■ **Göreviniz**
Aşağıdaki İbrahim Çelikkol yazısının tamamını tek harf değiştirmeden alıntılayın.

■ **Gösterilen yazı**

--------------------

İbrahim ÇELİKKOL
Yazar: Sinem ÖZCAN
İbrahim Çelikkol’u herkes gibi ben de Şamil Baturay’la tanımıştım. Dizileri “izlediğim” değil onlara “baktığım” devirdi, o zamanlar; İbrahim Çelikkol’unsa kamera karşısındaki ilk dönemleri… “Farklı!” diye düşünüp geçmiştim, dikkatimi çekmiş ama üstelememiştim. Sürekli dizi izleyicisi olabildiğim bir devre değildi ama ara ara Gül Ali‘yi de Mithat’ı da seyrettim. Denk geldikçe kanal değiştirmediğim, bir şekilde oyunculuğunu gözlediğim bir isimdi ama benim onunla gerçek tanışmam Cemil’le oldu. İlk izlediğimde Şamil Baturay’dan bu yana aldığı mesafeyi fark etmiş ve kendime “Sinem, sen İbrahim Çelikkol’a bir ünlem koy; daha çok çıkacak karşına.” demiştim. “İffet”ten sonra gerçek anlamda “İbrahim Çelikkol izleyicisi” oldum, ben.
Çok az ismin, her işini sorgusuz sualsiz izler; imzasının peşinden giderim. İlk dizisiyle fark etmiş olsam da İffet’ten beridir tam bir İbrahim Çelikkol izleyicisiyimdir. Benim “en iyi”ler listemde hep yeri olmuş; her zaman neyi, nasıl canlandıracağını merakla beklemişimdir.

--------------------

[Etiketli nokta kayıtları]
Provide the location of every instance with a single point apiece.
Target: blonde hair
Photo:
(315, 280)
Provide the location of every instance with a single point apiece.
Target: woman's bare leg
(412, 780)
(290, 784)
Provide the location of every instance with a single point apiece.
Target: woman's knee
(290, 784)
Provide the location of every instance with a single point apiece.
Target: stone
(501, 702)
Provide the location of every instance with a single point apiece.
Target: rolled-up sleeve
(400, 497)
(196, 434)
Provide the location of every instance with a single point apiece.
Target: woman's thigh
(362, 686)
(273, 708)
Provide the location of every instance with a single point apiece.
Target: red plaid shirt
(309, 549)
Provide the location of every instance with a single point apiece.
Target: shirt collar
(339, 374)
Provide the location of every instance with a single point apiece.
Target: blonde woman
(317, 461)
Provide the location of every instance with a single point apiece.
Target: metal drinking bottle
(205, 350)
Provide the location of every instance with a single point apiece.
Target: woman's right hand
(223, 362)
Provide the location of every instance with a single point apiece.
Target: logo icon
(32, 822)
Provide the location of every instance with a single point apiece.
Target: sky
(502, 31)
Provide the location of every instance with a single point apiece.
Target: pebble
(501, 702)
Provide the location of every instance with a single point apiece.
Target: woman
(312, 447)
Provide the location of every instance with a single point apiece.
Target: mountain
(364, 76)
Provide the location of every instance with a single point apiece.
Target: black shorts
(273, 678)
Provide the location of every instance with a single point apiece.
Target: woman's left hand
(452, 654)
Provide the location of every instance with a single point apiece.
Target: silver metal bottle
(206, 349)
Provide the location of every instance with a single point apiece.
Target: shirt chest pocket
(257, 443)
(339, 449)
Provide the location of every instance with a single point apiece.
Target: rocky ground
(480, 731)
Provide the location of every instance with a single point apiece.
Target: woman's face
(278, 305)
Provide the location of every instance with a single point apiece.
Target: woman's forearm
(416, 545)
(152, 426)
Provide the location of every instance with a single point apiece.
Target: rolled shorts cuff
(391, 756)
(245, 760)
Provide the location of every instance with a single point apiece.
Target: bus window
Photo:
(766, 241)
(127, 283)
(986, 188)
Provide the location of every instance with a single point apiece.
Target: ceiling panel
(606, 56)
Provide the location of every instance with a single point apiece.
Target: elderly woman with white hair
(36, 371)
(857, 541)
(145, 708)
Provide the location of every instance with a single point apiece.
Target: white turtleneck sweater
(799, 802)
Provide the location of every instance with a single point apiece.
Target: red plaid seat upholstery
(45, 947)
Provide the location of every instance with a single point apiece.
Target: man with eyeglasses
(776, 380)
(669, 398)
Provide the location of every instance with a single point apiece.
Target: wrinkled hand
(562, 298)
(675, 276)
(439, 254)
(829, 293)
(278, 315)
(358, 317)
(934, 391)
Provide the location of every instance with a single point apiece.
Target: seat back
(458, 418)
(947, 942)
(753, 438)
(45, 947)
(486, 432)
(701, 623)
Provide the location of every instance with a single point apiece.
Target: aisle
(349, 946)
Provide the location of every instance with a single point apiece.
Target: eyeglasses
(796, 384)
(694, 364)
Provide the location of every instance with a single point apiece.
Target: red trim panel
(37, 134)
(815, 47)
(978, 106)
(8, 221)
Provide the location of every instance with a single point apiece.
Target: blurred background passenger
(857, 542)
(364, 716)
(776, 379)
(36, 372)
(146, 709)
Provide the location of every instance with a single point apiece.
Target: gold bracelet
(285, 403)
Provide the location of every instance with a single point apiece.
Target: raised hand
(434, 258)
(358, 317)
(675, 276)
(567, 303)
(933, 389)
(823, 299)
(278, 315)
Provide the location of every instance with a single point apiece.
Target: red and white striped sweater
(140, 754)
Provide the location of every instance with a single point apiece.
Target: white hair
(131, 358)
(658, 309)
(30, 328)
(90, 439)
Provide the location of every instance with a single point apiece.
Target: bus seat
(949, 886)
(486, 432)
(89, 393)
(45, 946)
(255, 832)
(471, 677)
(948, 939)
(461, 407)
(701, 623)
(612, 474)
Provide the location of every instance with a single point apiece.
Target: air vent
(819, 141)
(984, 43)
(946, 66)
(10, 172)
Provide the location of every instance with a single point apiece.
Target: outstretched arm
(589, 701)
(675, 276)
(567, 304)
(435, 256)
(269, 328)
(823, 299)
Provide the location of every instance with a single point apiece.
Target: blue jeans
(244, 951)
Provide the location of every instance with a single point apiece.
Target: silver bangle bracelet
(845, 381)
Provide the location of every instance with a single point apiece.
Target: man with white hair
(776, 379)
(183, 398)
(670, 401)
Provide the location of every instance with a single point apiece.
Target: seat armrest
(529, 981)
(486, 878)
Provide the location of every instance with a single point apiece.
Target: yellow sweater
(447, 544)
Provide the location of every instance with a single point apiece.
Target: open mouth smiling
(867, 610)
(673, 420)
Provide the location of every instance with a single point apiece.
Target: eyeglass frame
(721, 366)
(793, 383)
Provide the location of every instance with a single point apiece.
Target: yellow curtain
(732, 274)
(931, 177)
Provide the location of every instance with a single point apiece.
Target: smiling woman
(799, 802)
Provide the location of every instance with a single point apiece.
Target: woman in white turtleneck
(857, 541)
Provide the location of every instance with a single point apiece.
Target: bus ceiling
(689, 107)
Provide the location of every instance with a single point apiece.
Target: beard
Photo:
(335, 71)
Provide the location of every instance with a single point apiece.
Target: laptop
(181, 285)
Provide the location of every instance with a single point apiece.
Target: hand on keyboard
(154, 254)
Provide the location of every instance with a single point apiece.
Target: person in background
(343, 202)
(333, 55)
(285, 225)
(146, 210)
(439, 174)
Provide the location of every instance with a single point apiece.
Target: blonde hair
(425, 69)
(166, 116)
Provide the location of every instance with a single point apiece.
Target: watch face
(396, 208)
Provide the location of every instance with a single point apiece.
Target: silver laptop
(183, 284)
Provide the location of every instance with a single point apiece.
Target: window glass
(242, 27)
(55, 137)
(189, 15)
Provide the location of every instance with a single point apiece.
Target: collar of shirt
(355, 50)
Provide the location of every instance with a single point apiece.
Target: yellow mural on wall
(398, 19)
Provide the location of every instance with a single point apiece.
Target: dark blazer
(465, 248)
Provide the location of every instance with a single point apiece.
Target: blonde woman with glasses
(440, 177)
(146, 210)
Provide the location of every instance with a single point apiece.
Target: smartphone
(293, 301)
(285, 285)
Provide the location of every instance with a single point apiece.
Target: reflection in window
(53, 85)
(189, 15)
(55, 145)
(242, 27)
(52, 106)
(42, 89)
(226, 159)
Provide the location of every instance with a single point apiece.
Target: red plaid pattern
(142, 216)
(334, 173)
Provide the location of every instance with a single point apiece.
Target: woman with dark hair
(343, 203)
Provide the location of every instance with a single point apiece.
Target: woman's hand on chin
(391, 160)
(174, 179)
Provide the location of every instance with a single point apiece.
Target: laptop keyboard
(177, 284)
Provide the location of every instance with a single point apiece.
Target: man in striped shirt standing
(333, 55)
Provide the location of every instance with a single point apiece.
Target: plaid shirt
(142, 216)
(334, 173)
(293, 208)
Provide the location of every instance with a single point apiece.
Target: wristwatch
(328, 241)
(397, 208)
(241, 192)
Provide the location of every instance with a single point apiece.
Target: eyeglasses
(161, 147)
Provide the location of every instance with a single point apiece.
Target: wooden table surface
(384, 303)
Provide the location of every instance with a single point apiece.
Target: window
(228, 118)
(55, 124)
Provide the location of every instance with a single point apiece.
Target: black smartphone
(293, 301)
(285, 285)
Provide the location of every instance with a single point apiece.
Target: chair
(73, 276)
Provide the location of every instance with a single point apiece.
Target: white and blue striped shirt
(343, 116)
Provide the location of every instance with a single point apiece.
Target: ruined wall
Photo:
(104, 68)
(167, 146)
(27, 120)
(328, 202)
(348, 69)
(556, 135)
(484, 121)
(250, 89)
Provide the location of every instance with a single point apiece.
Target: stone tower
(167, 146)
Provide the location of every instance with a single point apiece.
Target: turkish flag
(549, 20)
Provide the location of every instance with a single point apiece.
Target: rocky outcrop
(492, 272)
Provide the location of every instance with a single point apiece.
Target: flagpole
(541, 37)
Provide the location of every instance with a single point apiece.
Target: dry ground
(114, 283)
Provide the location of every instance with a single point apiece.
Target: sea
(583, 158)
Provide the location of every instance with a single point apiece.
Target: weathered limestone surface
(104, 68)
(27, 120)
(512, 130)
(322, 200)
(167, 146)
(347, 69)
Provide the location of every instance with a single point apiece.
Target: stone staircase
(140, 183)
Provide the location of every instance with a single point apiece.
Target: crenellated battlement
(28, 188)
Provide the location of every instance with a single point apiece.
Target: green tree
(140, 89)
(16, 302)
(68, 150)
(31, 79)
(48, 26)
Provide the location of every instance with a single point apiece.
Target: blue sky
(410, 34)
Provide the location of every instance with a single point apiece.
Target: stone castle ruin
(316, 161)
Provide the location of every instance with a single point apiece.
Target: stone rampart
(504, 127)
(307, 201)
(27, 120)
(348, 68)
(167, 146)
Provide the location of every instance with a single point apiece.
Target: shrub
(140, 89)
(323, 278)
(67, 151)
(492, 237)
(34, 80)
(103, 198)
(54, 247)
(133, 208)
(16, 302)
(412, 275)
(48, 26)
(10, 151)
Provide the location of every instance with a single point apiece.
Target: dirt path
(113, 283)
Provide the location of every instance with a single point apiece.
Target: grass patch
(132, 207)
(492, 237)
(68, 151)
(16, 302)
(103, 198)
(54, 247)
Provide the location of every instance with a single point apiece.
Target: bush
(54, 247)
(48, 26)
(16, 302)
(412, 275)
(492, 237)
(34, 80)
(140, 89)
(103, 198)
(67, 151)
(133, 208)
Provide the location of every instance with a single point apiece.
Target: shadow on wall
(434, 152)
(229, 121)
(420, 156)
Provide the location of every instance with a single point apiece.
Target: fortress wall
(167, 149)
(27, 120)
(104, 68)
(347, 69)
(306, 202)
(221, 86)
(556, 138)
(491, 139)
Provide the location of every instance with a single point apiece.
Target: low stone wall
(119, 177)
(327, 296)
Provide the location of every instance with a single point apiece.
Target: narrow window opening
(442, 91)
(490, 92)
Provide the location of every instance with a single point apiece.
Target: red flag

--------------------

■ **Nihai sonuç**
İbrahim ÇELİKKOL
Yazar: Sinem ÖZCAN
İbrahim Çelikkol’u herkes gibi ben de Şamil Baturay’la tanımıştım. Dizileri “izlediğim” değil onlara “baktığım” devirdi, o zamanlar; İbrahim Çelikkol’unsa kamera karşısındaki ilk dönemleri… “Farklı!” diye düşünüp geçmiştim, dikkatimi çekmiş ama üstelememiştim. Sürekli dizi izleyicisi olabildiğim bir devre değildi ama ara ara Gül Ali‘yi de Mithat’ı da seyrettim. Denk geldikçe kanal değiştirmediğim, bir şekilde oyunculuğunu gözlediğim bir isimdi ama benim onunla gerçek tanışmam Cemil’le oldu. İlk izlediğimde Şamil Baturay’dan bu yana aldığı mesafeyi fark etmiş ve kendime “Sinem, sen İbrahim Çelikkol’a bir ünlem koy; daha çok çıkacak karşına.” demiştim. “İffet”ten sonra gerçek anlamda “İbrahim Çelikkol izleyicisi” oldum, ben.
Çok az ismin, her işini sorgusuz sualsiz izler; imzasının peşinden giderim. İlk dizisiyle fark etmiş olsam da İffet’ten beridir tam bir İbrahim Çelikkol izleyicisiyimdir. Benim “en iyi”ler listemde hep yeri olmuş; her zaman neyi, nasıl canlandıracağını merakla beklemişimdir.